(Exercise) Each entry below is to be transcribed exactly.

(Task data)
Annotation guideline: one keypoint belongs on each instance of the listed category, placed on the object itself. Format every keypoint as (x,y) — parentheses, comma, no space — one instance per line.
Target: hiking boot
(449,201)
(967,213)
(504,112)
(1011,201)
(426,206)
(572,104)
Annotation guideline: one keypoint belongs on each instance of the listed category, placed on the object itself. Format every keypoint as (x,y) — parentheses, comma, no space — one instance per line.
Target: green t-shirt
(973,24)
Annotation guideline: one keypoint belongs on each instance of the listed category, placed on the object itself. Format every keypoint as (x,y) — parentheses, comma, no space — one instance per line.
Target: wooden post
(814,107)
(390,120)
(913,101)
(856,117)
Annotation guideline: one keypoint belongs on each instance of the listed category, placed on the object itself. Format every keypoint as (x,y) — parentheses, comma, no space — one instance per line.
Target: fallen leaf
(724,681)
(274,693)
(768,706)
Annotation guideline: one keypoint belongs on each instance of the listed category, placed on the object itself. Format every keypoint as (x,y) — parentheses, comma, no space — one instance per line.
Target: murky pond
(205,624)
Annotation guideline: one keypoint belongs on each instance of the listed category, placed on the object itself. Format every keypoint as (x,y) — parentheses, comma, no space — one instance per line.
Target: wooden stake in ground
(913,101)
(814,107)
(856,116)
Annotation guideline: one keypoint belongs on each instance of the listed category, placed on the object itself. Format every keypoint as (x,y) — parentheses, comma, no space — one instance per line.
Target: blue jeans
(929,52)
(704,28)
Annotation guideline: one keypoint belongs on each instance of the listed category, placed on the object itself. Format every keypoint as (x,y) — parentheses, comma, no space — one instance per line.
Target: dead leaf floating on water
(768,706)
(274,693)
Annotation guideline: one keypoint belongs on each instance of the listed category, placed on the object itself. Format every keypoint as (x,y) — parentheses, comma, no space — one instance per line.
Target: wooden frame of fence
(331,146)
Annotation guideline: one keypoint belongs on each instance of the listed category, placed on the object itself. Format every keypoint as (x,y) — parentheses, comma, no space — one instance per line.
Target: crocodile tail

(Reply)
Annotation guideline: one keypoint belongs on each instance of the listed category, placed on the object itself. Format every keypoint as (x,y) — parentheses, comma, no space — one instance per line.
Target: hiking boot
(449,201)
(967,213)
(504,112)
(1011,201)
(426,206)
(572,104)
Annotation guideline: one keypoint belongs on each instance of the listed category, placed on the object itself. Format every keypoint as (x,y) — parentheses, comma, no space — one instance per line.
Target: green t-shirt
(973,24)
Annotation guideline: one keypoint belongs on each instance of the listed category, placed on the object itself. Format every keypoint as (x,y) — parentheses, comma, no space — one instance per line.
Target: wooden post
(814,107)
(390,120)
(913,101)
(856,117)
Annotation guideline: one keypoint belongs on each instance of the listed category, placed on the object itself. Format every keypoint as (x,y) — parentheses, comma, no space — one instance per line.
Target: fallen leaf
(724,681)
(274,693)
(768,706)
Annotation guideline: one keypoint belongs on each instance of the listed category, placed on the object itself. Format every keypoint as (x,y) — parentheses, comma, no space — one instance per line.
Target: murky pond
(205,624)
Annotation guideline: one keypoint belongs on each instance of the listed category, placed on the object itself. Format every keypoint as (x,y) — parentheses, comma, no space — one instance per line.
Target: wooden stake in ground
(913,101)
(814,107)
(856,116)
Annotation guideline: one keypoint belongs on each instance of the listed category, placed on the object itself. Format every keypoint as (x,y) — parentheses, comma, no space — one instance per line.
Target: blue jeans
(929,52)
(704,28)
Annotation guideline: one keypoint belongs on each instance of the listed category, placed on the object itself. Format every keypoint as (x,y) — parentheses, comma, no space — one instance per line.
Target: dead leaf floating on water
(768,706)
(274,693)
Annotation guideline: one keypoint belongs on each instance of the listed category, placed on the object itself. Format every keypoint as (x,y) — parentheses, comma, no space — one instance per line.
Target: wooden frame of fence
(331,146)
Annotation guideline: one keypoint belongs on each instance of the listed category, placed on the object itself. Format every keypoint as (x,y) — parentheses, comma, no space — one instance per line.
Target: crocodile tail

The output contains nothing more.